◆ Record excerpts ◆
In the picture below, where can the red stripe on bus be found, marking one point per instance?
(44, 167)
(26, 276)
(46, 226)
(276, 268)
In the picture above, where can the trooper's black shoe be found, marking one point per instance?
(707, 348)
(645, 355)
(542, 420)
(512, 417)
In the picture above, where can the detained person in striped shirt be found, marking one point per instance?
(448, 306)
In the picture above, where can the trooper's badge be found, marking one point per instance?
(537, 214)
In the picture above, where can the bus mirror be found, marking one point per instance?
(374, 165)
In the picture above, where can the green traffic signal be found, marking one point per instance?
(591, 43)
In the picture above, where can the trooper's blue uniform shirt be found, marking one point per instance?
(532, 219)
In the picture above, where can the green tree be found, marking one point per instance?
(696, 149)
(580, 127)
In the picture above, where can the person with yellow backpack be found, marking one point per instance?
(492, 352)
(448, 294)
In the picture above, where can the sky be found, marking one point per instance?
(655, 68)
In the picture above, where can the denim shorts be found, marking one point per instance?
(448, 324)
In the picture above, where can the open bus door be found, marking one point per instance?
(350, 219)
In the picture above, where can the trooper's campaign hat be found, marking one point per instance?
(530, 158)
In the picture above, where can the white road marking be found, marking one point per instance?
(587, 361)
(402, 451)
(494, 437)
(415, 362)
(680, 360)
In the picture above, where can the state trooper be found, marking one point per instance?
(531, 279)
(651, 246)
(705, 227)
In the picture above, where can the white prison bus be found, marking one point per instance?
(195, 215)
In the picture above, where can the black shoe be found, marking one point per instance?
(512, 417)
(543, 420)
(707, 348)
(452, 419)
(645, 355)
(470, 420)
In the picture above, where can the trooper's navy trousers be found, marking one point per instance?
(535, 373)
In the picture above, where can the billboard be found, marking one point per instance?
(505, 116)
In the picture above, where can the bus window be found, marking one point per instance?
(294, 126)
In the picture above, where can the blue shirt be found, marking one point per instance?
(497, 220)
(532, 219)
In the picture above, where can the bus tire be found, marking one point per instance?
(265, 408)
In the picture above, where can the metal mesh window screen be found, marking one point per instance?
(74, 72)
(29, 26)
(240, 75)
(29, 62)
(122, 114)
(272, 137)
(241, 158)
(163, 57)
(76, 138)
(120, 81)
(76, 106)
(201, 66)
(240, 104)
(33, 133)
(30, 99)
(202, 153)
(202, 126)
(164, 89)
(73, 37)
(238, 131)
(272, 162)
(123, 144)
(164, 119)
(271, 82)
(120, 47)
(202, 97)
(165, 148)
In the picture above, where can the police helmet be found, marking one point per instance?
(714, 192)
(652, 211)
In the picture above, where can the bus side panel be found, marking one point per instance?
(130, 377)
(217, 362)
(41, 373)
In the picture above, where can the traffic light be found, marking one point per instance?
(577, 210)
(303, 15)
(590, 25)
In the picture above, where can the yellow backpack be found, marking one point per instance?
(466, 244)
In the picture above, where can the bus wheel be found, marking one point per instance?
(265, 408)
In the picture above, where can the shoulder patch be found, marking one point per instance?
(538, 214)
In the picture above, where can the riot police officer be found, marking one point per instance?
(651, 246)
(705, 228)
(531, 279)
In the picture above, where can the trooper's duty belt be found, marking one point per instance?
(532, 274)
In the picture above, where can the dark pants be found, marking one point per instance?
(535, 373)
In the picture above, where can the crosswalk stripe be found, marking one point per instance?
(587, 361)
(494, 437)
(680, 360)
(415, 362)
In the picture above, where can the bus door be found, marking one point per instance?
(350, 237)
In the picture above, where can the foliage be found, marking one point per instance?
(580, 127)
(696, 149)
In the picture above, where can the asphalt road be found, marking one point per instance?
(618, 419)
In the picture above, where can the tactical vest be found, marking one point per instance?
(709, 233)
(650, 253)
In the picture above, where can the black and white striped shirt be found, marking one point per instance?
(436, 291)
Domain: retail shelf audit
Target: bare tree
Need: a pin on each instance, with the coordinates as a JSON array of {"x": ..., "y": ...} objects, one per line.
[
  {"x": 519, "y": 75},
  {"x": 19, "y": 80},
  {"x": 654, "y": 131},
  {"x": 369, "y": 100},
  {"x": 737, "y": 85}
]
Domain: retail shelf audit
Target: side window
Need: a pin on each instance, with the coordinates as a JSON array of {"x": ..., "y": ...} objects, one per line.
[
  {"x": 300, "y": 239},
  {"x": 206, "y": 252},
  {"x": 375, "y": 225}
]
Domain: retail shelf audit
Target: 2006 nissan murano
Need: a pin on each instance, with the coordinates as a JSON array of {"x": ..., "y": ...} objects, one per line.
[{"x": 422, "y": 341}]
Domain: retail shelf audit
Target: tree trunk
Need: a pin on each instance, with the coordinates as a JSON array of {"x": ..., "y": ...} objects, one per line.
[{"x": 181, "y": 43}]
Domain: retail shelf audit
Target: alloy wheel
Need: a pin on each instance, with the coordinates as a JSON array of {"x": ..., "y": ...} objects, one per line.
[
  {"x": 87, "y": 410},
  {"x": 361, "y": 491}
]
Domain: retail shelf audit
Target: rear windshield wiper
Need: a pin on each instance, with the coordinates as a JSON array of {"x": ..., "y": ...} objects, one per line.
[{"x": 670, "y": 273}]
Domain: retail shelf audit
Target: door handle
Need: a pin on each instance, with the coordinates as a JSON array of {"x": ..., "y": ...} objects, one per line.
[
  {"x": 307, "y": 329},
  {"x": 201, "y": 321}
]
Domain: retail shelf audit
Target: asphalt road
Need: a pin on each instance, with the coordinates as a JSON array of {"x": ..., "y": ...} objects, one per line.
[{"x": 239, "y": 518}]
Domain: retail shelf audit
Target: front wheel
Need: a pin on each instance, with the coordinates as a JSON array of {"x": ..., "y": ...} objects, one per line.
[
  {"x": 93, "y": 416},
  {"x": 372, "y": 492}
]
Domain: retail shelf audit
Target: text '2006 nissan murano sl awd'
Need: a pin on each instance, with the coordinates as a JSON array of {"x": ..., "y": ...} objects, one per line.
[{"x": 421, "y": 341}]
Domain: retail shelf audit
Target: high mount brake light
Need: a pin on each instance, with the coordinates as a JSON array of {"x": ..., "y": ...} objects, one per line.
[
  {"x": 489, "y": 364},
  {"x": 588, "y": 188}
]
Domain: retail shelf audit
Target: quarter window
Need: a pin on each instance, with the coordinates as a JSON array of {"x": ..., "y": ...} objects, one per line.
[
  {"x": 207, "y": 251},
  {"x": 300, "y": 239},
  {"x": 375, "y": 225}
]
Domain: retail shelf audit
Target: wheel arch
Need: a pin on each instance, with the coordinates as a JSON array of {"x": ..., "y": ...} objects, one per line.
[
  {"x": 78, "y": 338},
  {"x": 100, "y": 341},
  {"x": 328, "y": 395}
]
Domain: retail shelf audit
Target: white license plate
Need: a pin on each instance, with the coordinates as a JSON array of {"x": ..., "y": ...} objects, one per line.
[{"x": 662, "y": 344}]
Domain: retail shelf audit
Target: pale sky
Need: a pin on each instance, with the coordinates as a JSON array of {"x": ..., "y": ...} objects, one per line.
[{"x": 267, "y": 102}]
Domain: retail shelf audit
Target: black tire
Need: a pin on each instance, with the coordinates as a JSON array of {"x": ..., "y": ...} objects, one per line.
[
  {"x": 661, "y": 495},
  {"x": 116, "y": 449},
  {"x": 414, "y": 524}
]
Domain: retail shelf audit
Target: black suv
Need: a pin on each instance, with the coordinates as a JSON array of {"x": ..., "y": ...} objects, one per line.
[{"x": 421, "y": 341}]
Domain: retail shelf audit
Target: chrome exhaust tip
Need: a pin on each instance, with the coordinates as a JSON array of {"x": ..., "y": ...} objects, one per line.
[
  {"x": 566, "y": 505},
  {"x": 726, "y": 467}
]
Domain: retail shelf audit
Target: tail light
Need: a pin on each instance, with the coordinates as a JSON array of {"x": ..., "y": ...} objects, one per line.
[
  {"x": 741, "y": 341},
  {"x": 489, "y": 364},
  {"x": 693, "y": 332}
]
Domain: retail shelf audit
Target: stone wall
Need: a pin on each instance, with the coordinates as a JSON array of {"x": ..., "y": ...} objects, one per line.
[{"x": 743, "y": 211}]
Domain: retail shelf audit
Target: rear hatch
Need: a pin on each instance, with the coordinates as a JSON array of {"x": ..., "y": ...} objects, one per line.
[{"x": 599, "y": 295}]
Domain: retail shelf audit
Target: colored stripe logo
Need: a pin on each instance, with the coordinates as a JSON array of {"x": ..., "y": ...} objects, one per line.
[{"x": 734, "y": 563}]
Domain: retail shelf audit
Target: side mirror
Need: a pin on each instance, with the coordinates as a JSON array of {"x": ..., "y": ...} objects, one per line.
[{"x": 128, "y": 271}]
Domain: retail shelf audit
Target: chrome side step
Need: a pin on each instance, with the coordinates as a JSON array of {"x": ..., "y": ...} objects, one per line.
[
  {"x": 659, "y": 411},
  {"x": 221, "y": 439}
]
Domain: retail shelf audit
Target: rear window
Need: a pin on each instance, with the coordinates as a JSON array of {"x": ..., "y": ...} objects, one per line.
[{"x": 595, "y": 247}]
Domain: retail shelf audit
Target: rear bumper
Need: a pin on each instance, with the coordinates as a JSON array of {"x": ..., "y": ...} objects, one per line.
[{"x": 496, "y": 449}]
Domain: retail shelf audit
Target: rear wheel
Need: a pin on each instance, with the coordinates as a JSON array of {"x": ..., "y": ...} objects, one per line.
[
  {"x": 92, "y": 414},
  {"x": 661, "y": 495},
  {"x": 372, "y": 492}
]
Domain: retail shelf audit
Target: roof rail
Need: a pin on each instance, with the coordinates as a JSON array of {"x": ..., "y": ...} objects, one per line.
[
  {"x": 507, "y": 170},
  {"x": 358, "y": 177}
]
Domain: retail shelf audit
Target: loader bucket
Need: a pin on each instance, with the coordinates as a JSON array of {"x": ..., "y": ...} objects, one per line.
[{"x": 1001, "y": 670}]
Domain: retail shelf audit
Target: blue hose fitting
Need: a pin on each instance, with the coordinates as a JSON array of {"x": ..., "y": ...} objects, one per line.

◆ Task directions ◆
Using the records above, say how many lines contain the word "rear". Write the number alone.

◆ Written answer ◆
5